Activity: From the entries that follow, copy every line with the word "negative".

========================================================================

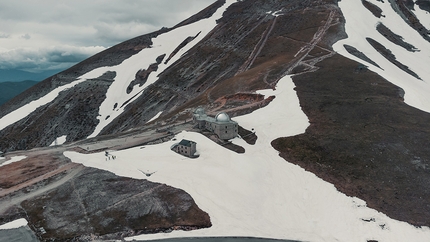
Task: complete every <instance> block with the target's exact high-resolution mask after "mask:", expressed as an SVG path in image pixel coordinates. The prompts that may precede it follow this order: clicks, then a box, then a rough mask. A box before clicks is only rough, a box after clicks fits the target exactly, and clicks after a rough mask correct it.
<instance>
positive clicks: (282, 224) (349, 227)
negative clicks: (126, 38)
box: [0, 0, 430, 242]
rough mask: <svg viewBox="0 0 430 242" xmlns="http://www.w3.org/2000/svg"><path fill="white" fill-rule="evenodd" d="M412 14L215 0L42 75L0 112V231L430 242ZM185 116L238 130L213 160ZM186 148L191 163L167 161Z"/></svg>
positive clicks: (428, 59) (424, 170)
mask: <svg viewBox="0 0 430 242" xmlns="http://www.w3.org/2000/svg"><path fill="white" fill-rule="evenodd" d="M427 2H428V1H427ZM425 6H427V5H426V4H425V2H424V1H412V0H385V1H382V0H349V1H339V0H312V1H311V0H290V1H279V0H247V1H235V0H218V1H216V2H214V3H213V4H212V5H210V6H208V7H207V8H205V9H204V10H202V11H201V12H199V13H197V14H195V15H193V16H191V17H190V18H188V19H186V20H185V21H183V22H181V23H179V24H177V25H176V26H174V27H172V28H162V29H160V30H158V31H156V32H153V33H149V34H146V35H142V36H138V37H136V38H133V39H130V40H128V41H125V42H123V43H120V44H118V45H116V46H113V47H111V48H109V49H106V50H104V51H102V52H100V53H98V54H95V55H94V56H91V57H90V58H88V59H86V60H84V61H82V62H80V63H78V64H76V65H74V66H72V67H71V68H69V69H67V70H64V71H62V72H60V73H58V74H55V75H52V76H51V77H49V78H46V79H45V80H44V81H41V82H39V83H37V84H36V85H34V86H33V87H31V88H30V89H27V90H26V91H24V92H23V93H21V94H20V95H18V96H16V97H15V98H13V99H12V100H10V101H8V102H7V103H5V104H4V105H2V106H0V150H1V151H3V152H5V153H6V156H8V157H7V158H9V157H12V156H24V155H25V157H27V158H26V159H24V160H22V161H20V162H17V163H16V164H12V165H8V166H3V167H0V174H1V175H0V188H1V190H0V196H1V194H6V195H4V196H3V197H0V224H1V223H2V222H3V221H4V222H6V221H10V220H12V219H16V218H18V217H22V218H26V219H27V220H28V221H29V225H31V228H32V229H34V230H35V232H37V233H39V232H40V231H41V230H40V229H39V228H43V231H44V234H42V235H41V238H42V239H43V241H48V240H57V241H71V240H73V241H87V240H86V239H87V238H90V237H91V238H93V235H94V236H97V235H100V236H105V237H104V238H105V239H123V237H127V236H134V235H137V234H148V233H158V232H170V231H172V230H185V231H188V230H192V229H199V228H207V227H209V226H211V225H212V224H213V226H212V227H211V228H209V229H207V230H201V231H199V233H200V234H198V235H199V236H202V235H204V236H207V235H210V236H213V235H217V236H220V235H234V236H239V235H240V236H243V235H245V236H254V237H255V236H260V235H261V236H270V237H271V238H283V239H290V238H291V239H295V240H299V241H357V242H362V241H367V242H370V241H426V242H427V241H430V239H429V238H430V229H429V227H430V219H429V218H430V205H429V204H430V189H429V188H430V176H429V174H430V146H429V137H430V98H429V95H428V94H429V93H430V69H429V68H428V63H430V25H428V23H430V21H429V20H430V18H429V17H430V15H429V13H430V12H428V11H426V10H423V9H425ZM1 75H2V73H0V76H1ZM6 76H7V75H6V74H5V75H4V76H3V78H6ZM17 76H19V75H18V73H15V75H14V77H16V78H17ZM22 78H23V77H22V76H21V77H20V79H19V80H23V79H22ZM24 79H25V78H24ZM9 81H11V80H10V79H9ZM197 108H204V109H205V111H206V113H207V114H208V115H209V116H215V115H216V114H217V113H219V112H225V113H227V114H228V115H229V116H230V117H232V118H233V119H234V120H235V121H238V125H239V126H240V127H239V130H245V131H246V132H245V131H243V132H244V134H243V135H242V134H240V133H239V134H240V136H241V137H237V138H235V139H232V140H230V141H229V142H227V141H226V140H223V141H219V143H221V142H222V144H223V145H222V147H220V146H219V145H218V144H217V143H216V142H212V141H214V140H216V139H217V138H216V135H214V134H212V133H211V132H210V131H207V130H206V131H200V130H197V129H195V128H194V127H195V126H193V123H191V122H190V121H191V120H192V119H193V115H192V112H193V111H194V110H196V109H197ZM296 110H297V112H296ZM302 117H304V118H302ZM187 125H188V126H187ZM218 127H219V128H221V127H223V126H221V125H220V126H218ZM226 129H227V128H226ZM250 130H252V132H251V131H250ZM182 131H190V132H182ZM245 133H248V134H252V133H254V136H255V137H253V139H256V140H257V142H255V140H254V144H249V143H247V142H246V140H245V139H243V138H246V137H245V136H247V134H245ZM204 135H205V136H204ZM203 136H204V137H203ZM206 136H208V137H209V139H208V138H207V137H206ZM146 137H151V138H153V139H151V140H150V139H149V138H148V140H145V141H142V140H143V139H144V138H146ZM154 137H157V138H156V139H155V138H154ZM188 137H189V138H188ZM182 138H184V139H189V140H195V141H198V146H197V147H198V148H197V149H198V151H199V152H200V151H201V153H199V154H200V158H199V159H198V160H197V161H191V160H187V159H185V158H183V157H178V156H176V154H170V153H169V152H170V150H169V147H171V145H170V143H168V142H173V141H174V140H176V139H178V140H180V139H182ZM58 139H61V140H65V143H64V144H63V145H57V146H54V147H49V146H50V145H51V144H58V142H57V141H58ZM139 139H142V140H139ZM250 143H251V142H250ZM138 146H141V147H138ZM124 147H125V148H124ZM130 147H133V148H130ZM228 147H230V148H231V150H232V151H231V152H230V151H227V150H225V149H227V148H228ZM66 150H67V152H65V151H66ZM111 151H112V152H117V153H116V154H118V157H119V158H118V160H115V161H113V160H110V158H109V152H111ZM233 151H236V152H238V153H239V151H240V152H242V153H240V155H239V154H237V153H235V152H233ZM105 152H106V153H105ZM70 154H72V155H70ZM67 155H69V156H67ZM279 156H280V157H282V158H284V159H280V157H279ZM70 161H72V162H73V163H72V162H70ZM77 163H81V164H83V165H85V166H87V167H94V168H98V169H103V170H108V171H109V172H112V173H114V174H115V175H117V176H121V177H116V176H114V175H113V174H107V173H106V172H105V171H103V172H101V171H94V170H89V169H87V168H84V167H81V166H78V165H76V164H77ZM293 164H294V165H293ZM299 167H300V169H298V168H299ZM139 169H140V170H147V169H148V172H150V171H157V173H156V174H155V175H154V176H151V177H150V178H149V177H147V176H144V175H143V174H142V173H141V171H139ZM149 169H151V170H149ZM304 170H306V171H307V173H305V172H304ZM309 172H311V173H313V174H309ZM314 175H315V176H317V177H319V178H321V179H322V180H324V181H326V182H329V183H330V184H333V186H331V185H330V189H331V190H330V191H331V192H327V191H328V190H329V189H328V188H327V189H323V188H324V187H327V186H326V185H327V184H326V183H322V182H319V183H316V182H315V183H314V182H312V183H311V182H310V181H311V179H312V181H314V178H315V176H314ZM49 176H51V177H49ZM48 177H49V178H48ZM125 177H128V178H125ZM31 179H33V182H34V183H31V182H29V180H31ZM132 179H138V180H139V181H142V182H139V181H135V180H132ZM230 179H231V180H230ZM66 181H67V182H66ZM149 182H154V183H155V182H159V183H160V184H168V185H169V186H174V187H176V188H179V189H182V190H183V191H185V192H186V193H189V195H190V196H188V195H186V194H185V192H182V191H178V190H171V189H170V188H167V187H165V186H162V185H154V184H152V183H149ZM22 184H24V185H22ZM26 184H30V185H26ZM35 184H36V185H35ZM201 184H207V185H206V186H201ZM239 184H240V185H239ZM25 185H26V186H28V187H26V188H22V187H23V186H25ZM334 188H336V189H337V191H335V190H334ZM43 189H45V190H43ZM48 189H50V190H49V191H48ZM18 192H20V193H18ZM339 192H341V193H343V194H346V195H347V196H338V195H339ZM191 196H192V198H193V199H195V203H194V201H193V200H191V198H190V197H191ZM20 199H21V200H20ZM24 200H25V201H24ZM21 201H23V202H21ZM197 204H198V206H200V208H201V210H200V209H197ZM369 208H371V209H372V210H370V209H369ZM2 209H3V211H2ZM375 210H377V211H378V212H381V213H378V214H377V213H375V212H374V211H375ZM206 213H207V214H208V215H209V216H207V215H206ZM196 214H197V215H198V216H197V215H196ZM381 214H385V215H387V217H381ZM385 215H384V216H385ZM196 218H199V219H196ZM394 220H396V221H394ZM399 221H403V222H407V223H408V224H409V225H408V224H406V223H400V222H399ZM421 227H422V228H421ZM212 231H216V232H212ZM220 231H221V232H220ZM45 232H46V233H45ZM196 233H197V232H196ZM188 235H189V234H186V233H185V232H184V233H181V234H179V233H177V232H176V231H175V232H173V233H172V234H171V235H169V234H167V233H166V235H165V236H170V237H174V236H188ZM79 236H80V237H79ZM163 236H164V235H163ZM418 236H422V237H420V238H423V239H417V238H418ZM190 237H192V236H190ZM76 238H78V239H76Z"/></svg>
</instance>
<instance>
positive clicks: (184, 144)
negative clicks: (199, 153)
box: [171, 139, 198, 158]
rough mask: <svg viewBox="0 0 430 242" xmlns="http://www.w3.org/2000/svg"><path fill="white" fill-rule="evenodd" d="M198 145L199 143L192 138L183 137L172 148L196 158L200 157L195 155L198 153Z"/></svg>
mask: <svg viewBox="0 0 430 242" xmlns="http://www.w3.org/2000/svg"><path fill="white" fill-rule="evenodd" d="M196 145H197V143H196V142H194V141H191V140H186V139H183V140H181V142H179V143H176V144H174V145H173V146H172V147H171V149H172V150H173V151H175V152H176V153H178V154H181V155H184V156H187V157H190V158H195V157H198V156H196V155H195V153H196Z"/></svg>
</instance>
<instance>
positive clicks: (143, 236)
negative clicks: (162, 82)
mask: <svg viewBox="0 0 430 242" xmlns="http://www.w3.org/2000/svg"><path fill="white" fill-rule="evenodd" d="M293 89H294V84H293V83H292V81H291V78H290V76H286V77H284V78H283V79H281V80H280V82H279V83H278V86H277V87H276V90H275V91H273V90H264V91H261V93H262V94H264V95H266V96H268V95H275V96H276V98H275V99H274V101H272V102H271V103H270V104H269V105H268V106H266V107H265V108H262V109H259V110H257V111H254V112H253V113H251V114H249V115H244V116H241V117H236V118H235V119H234V120H235V121H237V122H239V124H240V125H243V126H244V127H245V128H247V129H251V128H254V130H255V131H256V134H257V136H258V140H257V143H256V144H255V145H253V146H252V145H248V144H247V143H245V142H244V141H243V140H241V139H238V138H236V139H234V140H233V142H234V143H236V144H239V145H241V146H243V147H245V150H246V152H245V153H244V154H237V153H234V152H232V151H229V150H227V149H225V148H223V147H221V146H219V145H217V144H216V143H214V142H212V141H211V140H209V139H208V138H206V137H204V136H203V135H201V134H198V133H192V132H182V133H181V134H179V135H178V136H177V137H176V139H182V138H184V139H189V140H193V141H196V142H197V151H198V152H199V153H200V157H199V158H198V159H189V158H185V157H182V156H180V155H178V154H176V153H174V152H172V151H170V146H171V145H172V144H173V143H175V141H169V142H166V143H163V144H159V145H151V146H145V147H144V148H140V147H137V148H133V149H128V150H123V151H118V152H117V153H116V155H117V159H116V160H115V161H108V162H106V161H105V159H104V154H103V153H95V154H89V155H85V154H79V153H76V152H65V153H64V154H65V155H66V156H67V157H69V158H70V159H72V161H73V162H77V163H82V164H84V165H85V166H90V167H96V168H100V169H104V170H108V171H111V172H114V173H115V174H117V175H119V176H127V177H133V178H138V179H149V180H151V181H155V182H160V183H166V184H168V185H171V186H174V187H178V188H181V189H184V190H185V191H187V192H188V193H189V194H190V195H191V196H192V197H193V198H194V199H195V201H196V203H197V204H198V205H199V207H200V208H202V209H203V210H204V211H206V212H208V213H209V215H210V217H211V221H212V224H213V226H212V227H211V228H209V229H202V230H196V231H191V232H184V231H174V232H172V233H161V234H154V235H142V236H138V237H134V238H130V240H132V239H141V240H146V239H156V238H170V237H193V236H257V237H266V238H278V239H295V240H301V241H357V242H365V241H369V240H376V241H379V242H393V241H422V242H425V241H428V240H429V238H430V229H429V228H426V227H425V228H416V227H414V226H412V225H409V224H407V223H405V222H399V221H396V220H393V219H390V218H388V217H387V216H386V215H384V214H382V213H379V212H378V211H375V210H373V209H370V208H367V207H366V203H365V202H364V201H362V200H360V199H358V198H354V197H347V196H345V195H344V194H342V193H340V192H338V191H337V190H336V189H335V187H334V186H333V185H332V184H329V183H327V182H324V181H323V180H321V179H319V178H318V177H316V176H315V175H314V174H312V173H309V172H306V171H305V170H303V169H302V168H300V167H298V166H295V165H292V164H290V163H288V162H286V161H285V160H283V159H282V158H281V157H279V156H278V152H276V151H275V150H274V149H273V148H272V147H271V145H270V142H271V141H272V140H273V139H275V138H277V137H279V136H291V135H295V134H299V133H302V132H304V130H305V129H306V127H307V126H308V125H309V123H308V120H307V117H306V116H305V115H304V114H303V112H302V111H301V108H300V106H299V103H298V99H297V95H296V93H295V92H294V90H293ZM286 105H287V106H286ZM285 120H287V121H285ZM139 169H140V170H150V171H156V173H155V174H154V175H152V176H151V177H145V176H144V175H143V174H142V173H141V172H140V171H139Z"/></svg>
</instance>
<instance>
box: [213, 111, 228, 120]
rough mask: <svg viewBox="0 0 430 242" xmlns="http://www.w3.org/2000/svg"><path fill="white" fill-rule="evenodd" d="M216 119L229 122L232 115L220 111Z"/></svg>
mask: <svg viewBox="0 0 430 242" xmlns="http://www.w3.org/2000/svg"><path fill="white" fill-rule="evenodd" d="M215 119H216V121H218V122H228V121H230V117H229V116H228V114H226V113H224V112H222V113H218V114H217V115H216V116H215Z"/></svg>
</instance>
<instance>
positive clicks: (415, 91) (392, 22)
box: [333, 0, 430, 112]
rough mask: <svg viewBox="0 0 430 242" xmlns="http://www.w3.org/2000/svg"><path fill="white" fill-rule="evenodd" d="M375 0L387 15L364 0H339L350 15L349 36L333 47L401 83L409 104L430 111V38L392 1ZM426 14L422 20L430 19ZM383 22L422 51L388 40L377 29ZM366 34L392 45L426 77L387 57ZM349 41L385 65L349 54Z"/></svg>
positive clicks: (369, 66) (340, 8) (406, 98)
mask: <svg viewBox="0 0 430 242" xmlns="http://www.w3.org/2000/svg"><path fill="white" fill-rule="evenodd" d="M371 2H372V3H373V4H375V5H377V6H378V7H380V8H381V9H382V11H383V14H384V15H385V17H383V18H377V17H375V16H374V15H373V14H372V13H371V12H370V11H368V10H367V9H366V8H365V7H364V6H363V4H362V3H361V0H349V1H340V2H339V3H338V4H339V7H340V9H341V10H342V12H343V15H344V16H345V19H346V23H345V31H346V33H347V35H348V38H346V39H343V40H340V41H338V42H336V43H335V44H334V45H333V49H334V50H335V51H336V52H338V53H339V54H341V55H343V56H345V57H347V58H349V59H352V60H355V61H357V62H360V63H363V64H365V65H368V66H369V69H370V70H371V71H373V72H376V73H378V74H379V75H380V76H382V77H383V78H385V79H386V80H388V81H390V82H391V83H393V84H394V85H397V86H399V87H401V88H402V89H403V90H404V91H405V96H404V100H405V103H407V104H408V105H410V106H413V107H416V108H418V109H421V110H423V111H426V112H430V95H429V93H430V68H428V66H429V63H430V44H429V42H427V41H426V40H425V39H423V38H422V37H421V36H420V35H419V33H417V31H415V30H414V29H412V28H411V27H410V26H409V25H408V24H407V23H405V21H404V20H403V19H402V18H401V17H400V16H399V15H398V14H397V13H396V12H395V11H394V10H393V9H392V7H391V6H390V2H389V1H384V2H381V1H378V0H371ZM426 16H427V17H426V18H424V17H422V16H420V21H422V22H427V23H430V15H426ZM379 22H381V23H383V24H384V25H385V26H387V27H388V28H389V29H390V30H391V31H393V32H394V33H395V34H399V35H400V34H401V35H402V37H403V39H404V41H405V42H407V43H409V44H412V45H413V46H415V47H416V48H417V49H418V50H420V51H417V52H410V51H407V50H405V49H404V48H402V47H400V46H398V45H396V44H394V43H392V42H390V41H389V40H387V39H386V38H385V37H384V36H382V35H381V34H380V33H379V32H378V31H377V30H376V26H377V25H378V23H379ZM366 37H369V38H372V39H374V40H376V41H378V42H379V43H381V44H382V45H383V46H385V47H386V48H387V49H389V50H390V51H391V52H392V53H393V54H394V55H395V56H396V59H397V60H398V61H399V62H401V63H402V64H404V65H406V66H408V67H409V69H410V70H411V71H413V72H415V73H416V74H417V75H418V76H419V77H420V78H421V79H422V80H419V79H417V78H415V77H413V76H411V75H409V74H407V73H406V72H404V71H402V70H401V69H399V68H398V67H396V66H395V65H394V64H392V63H391V62H390V61H388V60H387V59H385V58H384V57H383V56H382V55H381V54H379V53H378V52H377V51H376V50H375V49H374V48H373V47H372V46H371V45H370V44H369V43H368V42H367V41H366ZM345 44H346V45H350V46H353V47H355V48H356V49H358V50H359V51H361V52H363V53H365V55H366V56H367V57H369V58H370V59H371V60H373V61H374V62H376V63H377V64H378V65H379V66H380V67H381V69H380V68H378V67H375V66H373V65H372V64H370V63H367V62H364V61H363V60H361V59H359V58H357V57H355V56H353V55H351V54H349V53H348V52H347V51H346V50H345V48H344V45H345Z"/></svg>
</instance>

========================================================================

Problem solution:
negative clicks: (126, 38)
negative clicks: (199, 153)
negative clicks: (162, 82)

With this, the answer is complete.